__Instructions for the task__:
Each record beneath this line is to be copied exactly.
Listed entries Start Marker
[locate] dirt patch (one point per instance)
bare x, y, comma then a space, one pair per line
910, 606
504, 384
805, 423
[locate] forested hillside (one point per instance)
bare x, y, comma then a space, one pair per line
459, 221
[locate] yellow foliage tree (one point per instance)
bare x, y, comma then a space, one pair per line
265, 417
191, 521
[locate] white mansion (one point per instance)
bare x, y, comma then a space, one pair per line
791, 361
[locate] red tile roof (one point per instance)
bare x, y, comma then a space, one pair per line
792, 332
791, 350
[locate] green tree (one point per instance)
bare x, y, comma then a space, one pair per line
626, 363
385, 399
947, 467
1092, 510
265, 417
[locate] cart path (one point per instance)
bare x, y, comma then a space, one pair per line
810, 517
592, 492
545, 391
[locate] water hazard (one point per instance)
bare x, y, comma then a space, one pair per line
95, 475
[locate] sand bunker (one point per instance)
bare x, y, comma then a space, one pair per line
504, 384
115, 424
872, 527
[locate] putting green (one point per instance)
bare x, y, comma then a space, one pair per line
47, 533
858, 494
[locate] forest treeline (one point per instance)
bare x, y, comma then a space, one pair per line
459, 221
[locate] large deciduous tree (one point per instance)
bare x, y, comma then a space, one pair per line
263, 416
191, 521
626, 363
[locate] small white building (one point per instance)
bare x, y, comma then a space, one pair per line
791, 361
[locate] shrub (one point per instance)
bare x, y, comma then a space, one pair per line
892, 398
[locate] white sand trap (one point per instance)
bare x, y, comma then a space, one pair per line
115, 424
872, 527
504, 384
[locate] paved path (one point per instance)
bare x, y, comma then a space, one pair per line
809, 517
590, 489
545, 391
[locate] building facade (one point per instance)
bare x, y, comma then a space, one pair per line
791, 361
Listed entries End Marker
__Solution below__:
[locate] dirt patch (one point per instance)
bare x, y, comma then a space, one pair per line
910, 606
504, 384
805, 423
[locate] forested hillside (one point per instance)
bare x, y, comma then a space, one pair per line
459, 221
[locate] yellow foliage tree (one point per instance)
bare x, y, comma then a space, one pair per line
265, 417
191, 521
[locate] white mansion (one point per instance)
bare x, y, comma then a space, one pair per line
791, 361
[locate] red tile roof (one point per instance)
bare x, y, comma then a space, one pair per line
792, 332
791, 350
[locate] green tree (one point per instance)
bare x, y, comma then a space, one pair per line
626, 363
385, 399
947, 467
1092, 510
265, 417
[locate] cart path (one point per instance)
bare x, y, comma then a space, one pair per line
810, 517
592, 492
545, 391
[locate] water hazard (one point per instance)
bare x, y, comma then a space, one pair per line
95, 475
[locate] sand bunker (one point per instance)
bare x, y, comma then a space, one pair per line
504, 384
115, 424
872, 527
[locate] putting green (one point per instance)
bare x, y, comma then a space, one pair per line
47, 533
858, 494
[locate] forest treeline (one point per instance)
bare x, y, comma then a space, one pair per line
459, 221
[locate] large deciduous tree (one point per instance)
bare x, y, comma then a space, one pair per line
263, 416
191, 521
626, 363
[locate] small white building (one point per instance)
bare x, y, comma then a space, one pair per line
791, 361
[locate] shrub (one point per instance)
bare x, y, comma then a space, one pair per line
892, 398
[locate] white sand trap (one point per instance)
bare x, y, comma then a space, one pair per line
115, 424
872, 527
504, 384
[locate] paved path (one point per instance)
bare x, y, comma then a space, one pair per line
809, 517
590, 489
545, 391
[locate] building facade (one point per instance)
bare x, y, comma then a space, one pair per line
791, 361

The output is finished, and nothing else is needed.